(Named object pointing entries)
§ §

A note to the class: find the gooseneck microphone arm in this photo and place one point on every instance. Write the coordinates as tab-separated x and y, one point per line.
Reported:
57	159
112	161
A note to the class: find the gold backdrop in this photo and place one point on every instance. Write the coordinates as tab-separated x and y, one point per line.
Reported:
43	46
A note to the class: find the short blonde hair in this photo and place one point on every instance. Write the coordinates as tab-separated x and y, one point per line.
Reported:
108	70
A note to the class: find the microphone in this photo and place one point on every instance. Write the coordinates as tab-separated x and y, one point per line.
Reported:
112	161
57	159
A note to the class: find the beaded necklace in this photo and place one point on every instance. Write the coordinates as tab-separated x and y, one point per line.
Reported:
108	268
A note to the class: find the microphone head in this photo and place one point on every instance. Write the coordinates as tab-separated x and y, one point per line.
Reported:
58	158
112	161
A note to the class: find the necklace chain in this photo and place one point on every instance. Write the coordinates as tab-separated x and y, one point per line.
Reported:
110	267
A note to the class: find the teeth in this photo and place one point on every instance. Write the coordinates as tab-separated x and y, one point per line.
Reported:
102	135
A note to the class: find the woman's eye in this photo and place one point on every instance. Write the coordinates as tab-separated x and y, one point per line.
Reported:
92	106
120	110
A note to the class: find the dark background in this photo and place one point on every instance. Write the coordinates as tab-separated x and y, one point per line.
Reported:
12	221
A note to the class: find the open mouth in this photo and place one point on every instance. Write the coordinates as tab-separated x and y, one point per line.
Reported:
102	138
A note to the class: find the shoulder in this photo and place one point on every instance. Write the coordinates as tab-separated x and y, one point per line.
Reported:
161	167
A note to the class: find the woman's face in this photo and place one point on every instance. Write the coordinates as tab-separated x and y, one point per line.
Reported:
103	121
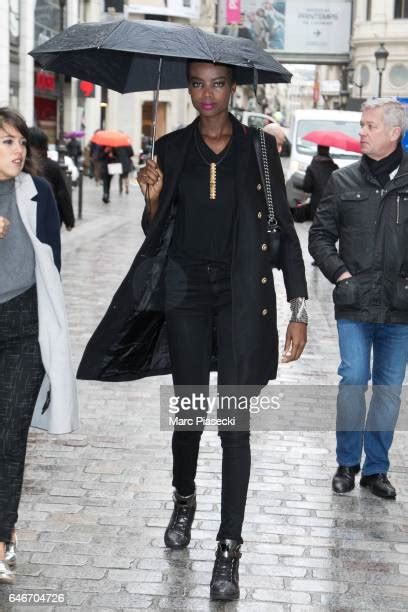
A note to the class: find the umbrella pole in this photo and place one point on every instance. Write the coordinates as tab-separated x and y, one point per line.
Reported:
156	106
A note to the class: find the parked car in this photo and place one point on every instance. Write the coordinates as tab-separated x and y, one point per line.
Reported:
302	151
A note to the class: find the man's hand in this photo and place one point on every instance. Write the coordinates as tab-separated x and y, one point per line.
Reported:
344	276
296	338
4	227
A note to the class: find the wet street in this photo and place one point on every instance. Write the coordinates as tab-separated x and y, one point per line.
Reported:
96	502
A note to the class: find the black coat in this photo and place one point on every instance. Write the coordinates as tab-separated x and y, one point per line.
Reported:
316	178
371	225
51	170
131	340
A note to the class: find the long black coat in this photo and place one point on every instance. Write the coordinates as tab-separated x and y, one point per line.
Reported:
131	340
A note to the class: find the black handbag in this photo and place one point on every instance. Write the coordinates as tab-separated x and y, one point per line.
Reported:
274	237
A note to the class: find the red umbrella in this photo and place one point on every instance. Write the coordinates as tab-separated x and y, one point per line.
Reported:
334	139
111	138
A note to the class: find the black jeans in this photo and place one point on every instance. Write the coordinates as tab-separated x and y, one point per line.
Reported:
21	374
198	300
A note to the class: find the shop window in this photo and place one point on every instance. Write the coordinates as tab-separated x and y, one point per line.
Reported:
401	9
368	10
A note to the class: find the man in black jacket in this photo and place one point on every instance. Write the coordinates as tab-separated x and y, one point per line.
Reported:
365	207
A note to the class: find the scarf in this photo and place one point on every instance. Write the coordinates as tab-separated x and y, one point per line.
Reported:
382	168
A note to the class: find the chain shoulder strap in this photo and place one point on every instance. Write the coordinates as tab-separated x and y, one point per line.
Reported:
272	221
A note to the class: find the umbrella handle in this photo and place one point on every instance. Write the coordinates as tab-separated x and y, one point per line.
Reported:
156	106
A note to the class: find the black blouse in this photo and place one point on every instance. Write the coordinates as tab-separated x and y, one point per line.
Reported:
203	227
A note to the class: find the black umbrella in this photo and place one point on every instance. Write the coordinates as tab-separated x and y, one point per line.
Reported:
139	55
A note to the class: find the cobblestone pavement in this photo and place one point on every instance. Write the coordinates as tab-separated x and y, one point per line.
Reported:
96	502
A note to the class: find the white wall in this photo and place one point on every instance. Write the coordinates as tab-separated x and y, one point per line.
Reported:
26	69
4	55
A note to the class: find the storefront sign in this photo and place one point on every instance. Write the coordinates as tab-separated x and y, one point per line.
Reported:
297	27
190	9
45	82
86	89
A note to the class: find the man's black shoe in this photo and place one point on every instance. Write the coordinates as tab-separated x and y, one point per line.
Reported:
343	480
379	485
224	584
178	532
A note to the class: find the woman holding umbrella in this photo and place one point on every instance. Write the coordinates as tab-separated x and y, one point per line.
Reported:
200	296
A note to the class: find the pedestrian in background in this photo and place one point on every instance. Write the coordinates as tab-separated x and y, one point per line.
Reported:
365	208
317	175
124	156
74	150
35	363
49	169
208	268
106	156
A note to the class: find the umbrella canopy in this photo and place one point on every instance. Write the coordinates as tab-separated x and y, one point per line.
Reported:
125	55
110	138
333	139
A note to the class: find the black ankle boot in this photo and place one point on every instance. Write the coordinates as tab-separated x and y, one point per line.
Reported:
225	579
178	532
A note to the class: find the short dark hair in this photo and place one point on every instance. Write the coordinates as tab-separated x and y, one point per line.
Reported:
8	116
38	139
231	69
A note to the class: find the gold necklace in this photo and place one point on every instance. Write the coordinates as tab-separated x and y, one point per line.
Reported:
212	165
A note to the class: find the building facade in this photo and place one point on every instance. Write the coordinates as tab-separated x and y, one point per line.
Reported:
34	92
375	22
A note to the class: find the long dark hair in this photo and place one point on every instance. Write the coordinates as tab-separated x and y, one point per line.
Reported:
8	116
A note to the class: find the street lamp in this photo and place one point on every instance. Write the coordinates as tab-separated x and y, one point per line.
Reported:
380	55
61	78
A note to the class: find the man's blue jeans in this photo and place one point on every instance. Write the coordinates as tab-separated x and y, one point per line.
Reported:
388	344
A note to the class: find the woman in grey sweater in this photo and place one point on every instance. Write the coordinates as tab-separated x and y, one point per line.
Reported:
29	272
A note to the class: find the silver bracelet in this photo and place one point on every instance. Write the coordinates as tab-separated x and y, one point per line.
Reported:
298	311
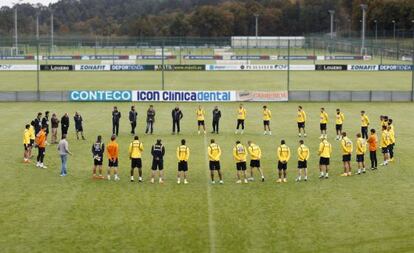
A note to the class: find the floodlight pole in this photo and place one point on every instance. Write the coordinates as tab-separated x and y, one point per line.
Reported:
15	29
412	66
51	29
332	13
257	28
364	8
395	24
37	55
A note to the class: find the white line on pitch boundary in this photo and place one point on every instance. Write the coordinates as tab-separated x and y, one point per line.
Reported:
211	223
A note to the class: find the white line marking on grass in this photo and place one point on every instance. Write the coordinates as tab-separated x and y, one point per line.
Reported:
211	223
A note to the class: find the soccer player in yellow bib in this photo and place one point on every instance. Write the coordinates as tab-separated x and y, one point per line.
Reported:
255	155
283	154
239	155
183	154
347	147
241	116
267	116
325	152
26	143
323	120
361	149
391	132
385	142
200	113
303	157
339	121
135	152
214	153
364	125
32	138
301	120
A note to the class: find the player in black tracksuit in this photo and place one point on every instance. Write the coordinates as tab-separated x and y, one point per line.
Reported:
176	115
64	124
116	116
157	152
133	119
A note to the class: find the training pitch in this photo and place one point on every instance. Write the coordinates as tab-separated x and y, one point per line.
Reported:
42	212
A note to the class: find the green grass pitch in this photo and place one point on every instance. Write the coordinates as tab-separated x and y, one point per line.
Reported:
42	212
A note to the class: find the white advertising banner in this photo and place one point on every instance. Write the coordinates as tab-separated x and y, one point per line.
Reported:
93	67
265	96
10	67
182	96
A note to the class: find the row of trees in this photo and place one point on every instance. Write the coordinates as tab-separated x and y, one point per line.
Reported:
204	17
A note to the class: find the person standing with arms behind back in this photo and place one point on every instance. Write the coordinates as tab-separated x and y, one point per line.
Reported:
373	144
241	117
157	152
339	121
303	157
267	116
78	125
176	115
64	124
41	146
323	120
364	125
98	149
45	122
200	114
63	149
133	119
301	119
116	116
325	151
183	153
214	153
135	152
113	152
216	120
55	125
283	154
239	155
150	120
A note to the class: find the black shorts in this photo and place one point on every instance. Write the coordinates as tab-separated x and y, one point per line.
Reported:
302	164
157	164
360	158
97	162
182	166
241	166
281	166
346	158
254	163
136	163
214	165
113	163
324	161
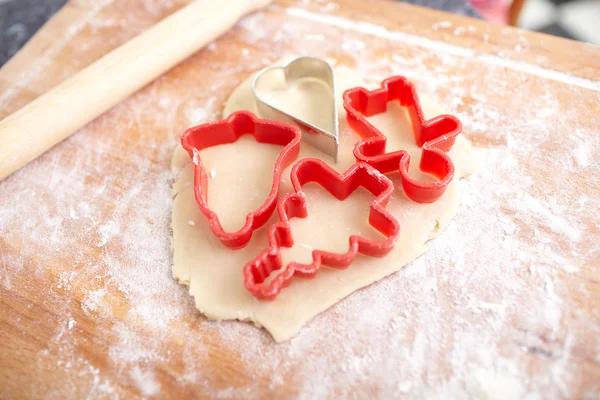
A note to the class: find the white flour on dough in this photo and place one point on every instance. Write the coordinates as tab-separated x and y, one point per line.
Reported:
240	178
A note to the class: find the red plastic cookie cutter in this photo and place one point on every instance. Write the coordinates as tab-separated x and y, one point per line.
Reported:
293	205
229	130
435	136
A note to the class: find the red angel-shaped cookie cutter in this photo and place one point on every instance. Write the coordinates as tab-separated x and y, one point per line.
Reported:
435	136
229	130
293	205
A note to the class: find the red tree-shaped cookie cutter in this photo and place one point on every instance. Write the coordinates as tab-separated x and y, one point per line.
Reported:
435	136
293	205
229	130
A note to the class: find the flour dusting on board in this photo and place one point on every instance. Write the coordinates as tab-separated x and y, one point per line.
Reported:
496	309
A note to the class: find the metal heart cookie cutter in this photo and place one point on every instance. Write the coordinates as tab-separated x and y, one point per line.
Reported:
325	139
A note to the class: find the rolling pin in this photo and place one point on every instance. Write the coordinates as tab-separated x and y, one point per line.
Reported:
63	110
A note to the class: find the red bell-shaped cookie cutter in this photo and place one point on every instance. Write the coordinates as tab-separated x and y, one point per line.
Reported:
229	130
435	136
293	205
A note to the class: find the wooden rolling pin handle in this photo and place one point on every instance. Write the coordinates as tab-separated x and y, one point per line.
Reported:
55	115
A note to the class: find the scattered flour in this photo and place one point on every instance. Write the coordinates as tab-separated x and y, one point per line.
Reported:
493	310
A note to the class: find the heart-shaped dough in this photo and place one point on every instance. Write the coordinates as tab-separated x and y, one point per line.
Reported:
214	272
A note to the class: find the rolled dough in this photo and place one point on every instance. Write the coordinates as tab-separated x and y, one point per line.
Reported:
240	179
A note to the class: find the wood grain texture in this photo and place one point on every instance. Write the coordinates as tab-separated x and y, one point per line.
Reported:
55	249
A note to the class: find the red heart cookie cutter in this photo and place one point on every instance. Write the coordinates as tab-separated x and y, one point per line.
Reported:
229	130
435	136
293	205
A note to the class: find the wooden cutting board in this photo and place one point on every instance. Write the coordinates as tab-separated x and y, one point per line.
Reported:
506	304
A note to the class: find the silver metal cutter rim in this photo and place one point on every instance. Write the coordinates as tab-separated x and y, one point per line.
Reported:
297	68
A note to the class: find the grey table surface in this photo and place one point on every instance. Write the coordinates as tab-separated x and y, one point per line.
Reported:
20	19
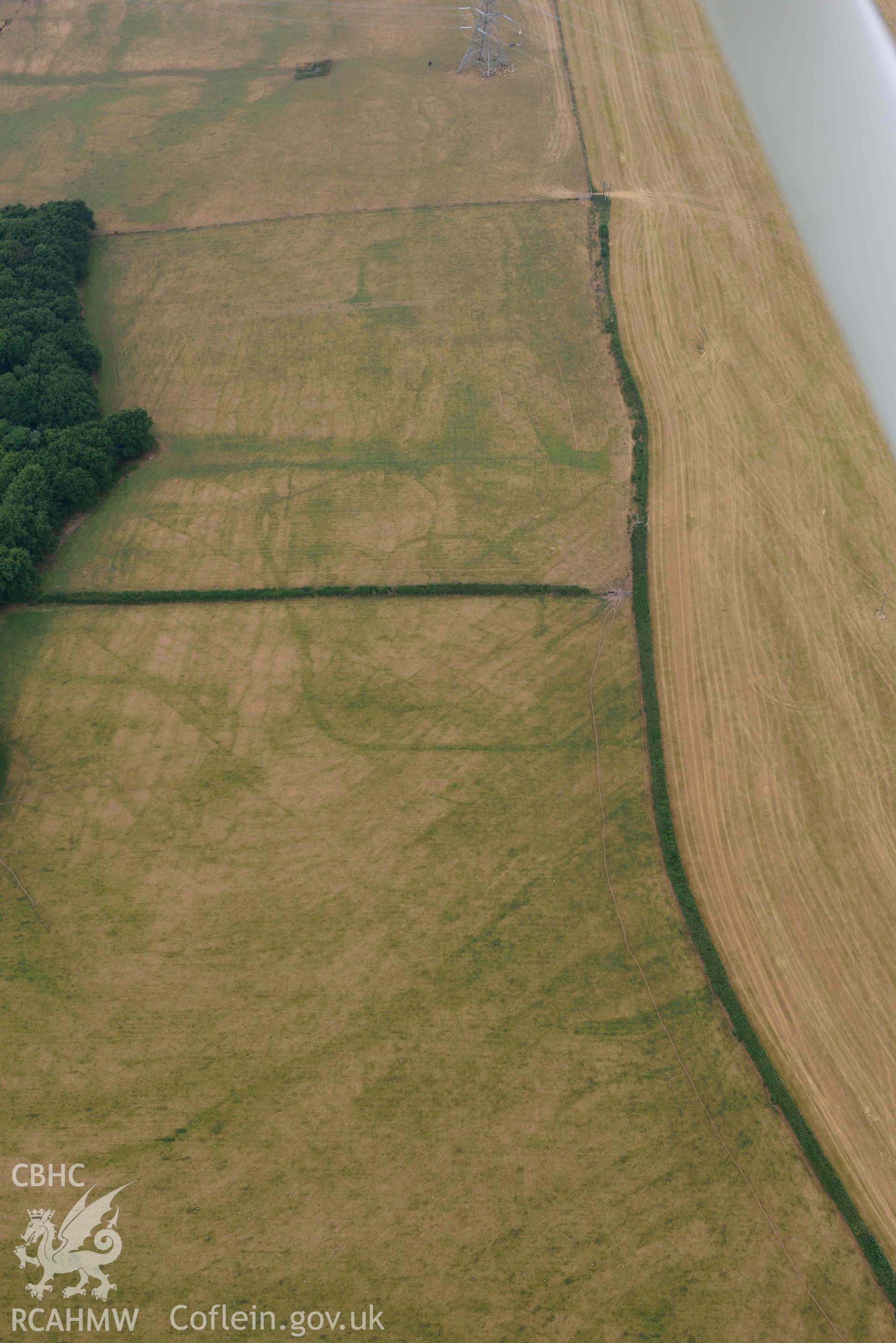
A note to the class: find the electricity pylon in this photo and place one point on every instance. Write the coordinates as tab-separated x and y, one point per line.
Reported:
487	50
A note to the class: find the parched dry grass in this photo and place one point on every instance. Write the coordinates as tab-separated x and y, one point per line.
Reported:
332	970
187	113
773	539
394	398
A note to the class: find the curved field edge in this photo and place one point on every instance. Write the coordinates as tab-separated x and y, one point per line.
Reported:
713	963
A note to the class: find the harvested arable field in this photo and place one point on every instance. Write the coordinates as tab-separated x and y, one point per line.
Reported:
340	927
773	540
354	408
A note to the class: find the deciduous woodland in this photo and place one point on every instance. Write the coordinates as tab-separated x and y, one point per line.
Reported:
57	454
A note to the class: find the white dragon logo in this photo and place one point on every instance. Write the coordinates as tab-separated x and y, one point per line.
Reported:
68	1256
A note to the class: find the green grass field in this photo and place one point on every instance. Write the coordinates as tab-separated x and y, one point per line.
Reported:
239	139
332	966
334	971
348	410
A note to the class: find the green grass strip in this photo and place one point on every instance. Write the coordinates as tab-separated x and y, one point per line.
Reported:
714	966
163	597
573	100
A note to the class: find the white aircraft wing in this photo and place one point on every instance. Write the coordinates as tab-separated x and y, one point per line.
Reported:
819	81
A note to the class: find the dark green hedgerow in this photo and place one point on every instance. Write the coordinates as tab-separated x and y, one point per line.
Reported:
716	973
163	597
57	454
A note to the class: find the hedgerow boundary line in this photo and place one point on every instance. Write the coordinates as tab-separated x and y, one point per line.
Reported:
713	963
171	597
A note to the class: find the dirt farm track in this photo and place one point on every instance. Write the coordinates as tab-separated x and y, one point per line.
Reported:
773	539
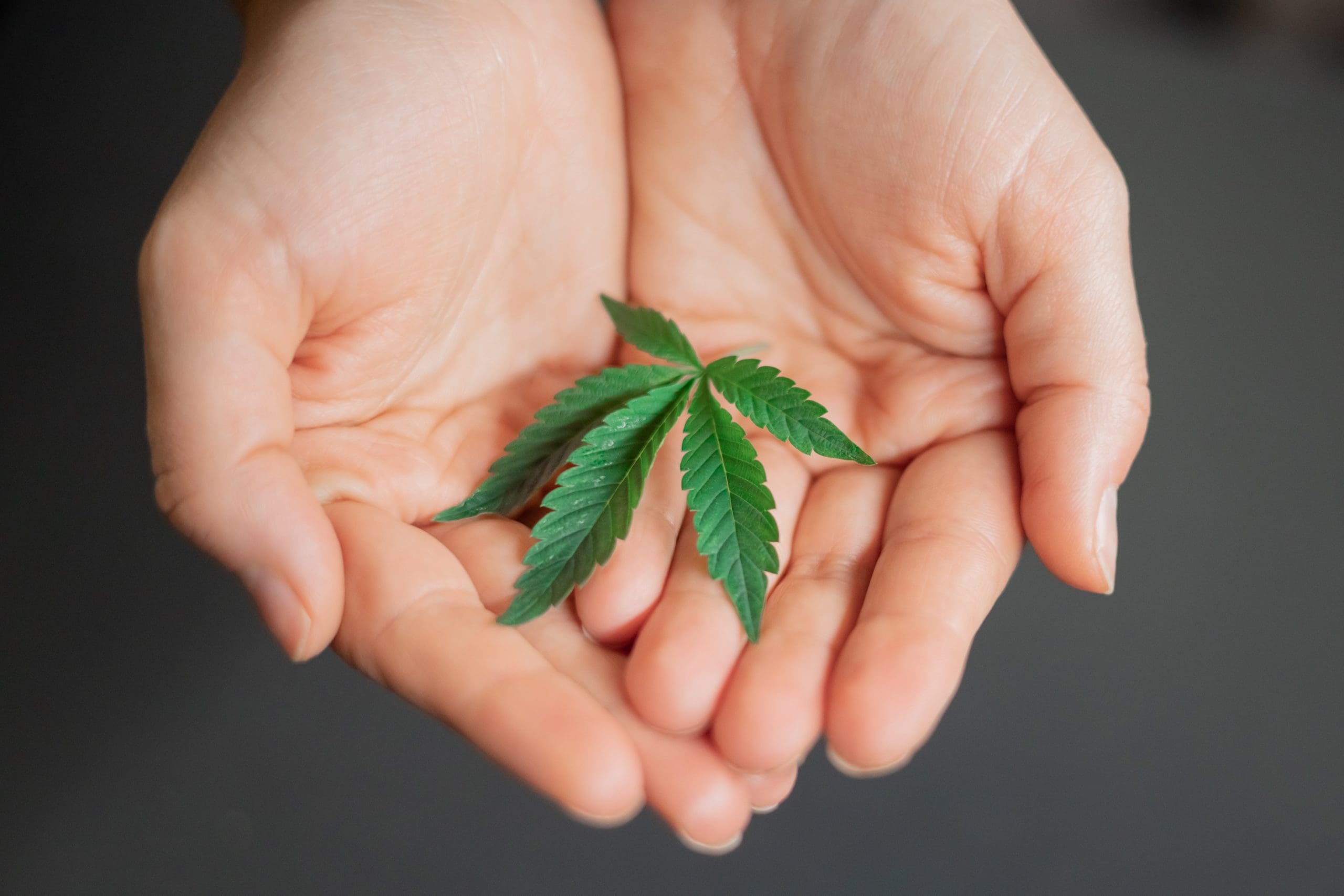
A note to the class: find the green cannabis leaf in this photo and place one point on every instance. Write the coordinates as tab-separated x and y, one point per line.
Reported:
543	448
725	486
649	332
774	404
611	426
594	500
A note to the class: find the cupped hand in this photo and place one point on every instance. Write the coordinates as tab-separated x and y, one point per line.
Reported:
380	260
909	208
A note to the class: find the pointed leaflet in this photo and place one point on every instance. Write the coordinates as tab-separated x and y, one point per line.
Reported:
533	458
774	404
725	486
594	500
649	332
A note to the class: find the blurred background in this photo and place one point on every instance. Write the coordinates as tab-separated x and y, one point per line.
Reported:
1182	736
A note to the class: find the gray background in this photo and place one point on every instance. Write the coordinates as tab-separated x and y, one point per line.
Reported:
1183	736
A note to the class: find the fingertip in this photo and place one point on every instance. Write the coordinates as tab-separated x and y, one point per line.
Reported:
891	686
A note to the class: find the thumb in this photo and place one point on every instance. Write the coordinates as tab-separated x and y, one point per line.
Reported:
222	319
1076	356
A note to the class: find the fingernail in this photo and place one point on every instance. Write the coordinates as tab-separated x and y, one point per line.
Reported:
604	821
709	849
863	772
1107	537
280	610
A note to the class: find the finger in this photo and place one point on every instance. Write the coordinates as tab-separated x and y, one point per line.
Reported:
685	779
414	624
952	541
773	708
691	641
618	597
221	323
771	789
1076	359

§ §

Instructions for the task: Reproduce exactly and only the lines from the line that contains "A note to the class: find the hedgerow" to the end of the data above, both ends included. No pictures go in the copy.

Written reply:
A note to the class: find the hedgerow boundary line in this photo and place one point on every instance. Write the coordinates as tab-separated x and y, one point per line.
Reported:
713	963
171	597
A note to the class: find the dirt farm track in this photo and place one point on every instance. Write the coordinates as tab-separated x and y, one point per line.
Reported:
773	539
A note to the class: find the green cannabis leaf in this photo and place one point on every instance. Write the coordinates as tab-separated x and y, one point per line.
Reported:
543	448
725	486
649	332
774	404
611	426
594	500
A note to the class: find the cupped hand in this photo and place one point on every instance. Write the coordinates as tab-separated x and y, one point per line.
Reported:
380	260
909	208
A note to the class: find the pointed leaflet in this photo and place one point on every instance. Write the coordinates as tab-separated x and y, one point per line.
Reported:
533	458
774	404
725	486
594	500
649	332
A note to the class: find the blurred background in this photo and place one point on every instance. Write the coordinates as tab-separated x and y, one point per line.
Reported:
1182	736
A note to the class: find the gray background in this photo and place one point on every instance. Write the coordinates as tab-separated x and y, one point per line.
Reported:
1183	736
A note to the class: find the fingertip in this photo and place one point on every instance. Write the coordinates as tab-separated x and y, one point per line.
Reported:
891	686
A note to the class: find the thumb in this photo and place one point on every instance. Write the coordinates as tab-separated x and y, one point per line.
Reported:
222	319
1076	356
A note to the class: find the fingernail in this photo and place one point on every instance. Write the coordinates as tab-separated x and y, one point per line.
Reported:
604	821
709	849
863	772
1107	537
280	610
A note to the class: find the finger in this photo and place one point on every instance. Write the coordinates as tab-separated x and y, one point per line.
Reported:
685	779
414	624
952	541
773	708
691	641
618	597
221	323
771	789
1076	359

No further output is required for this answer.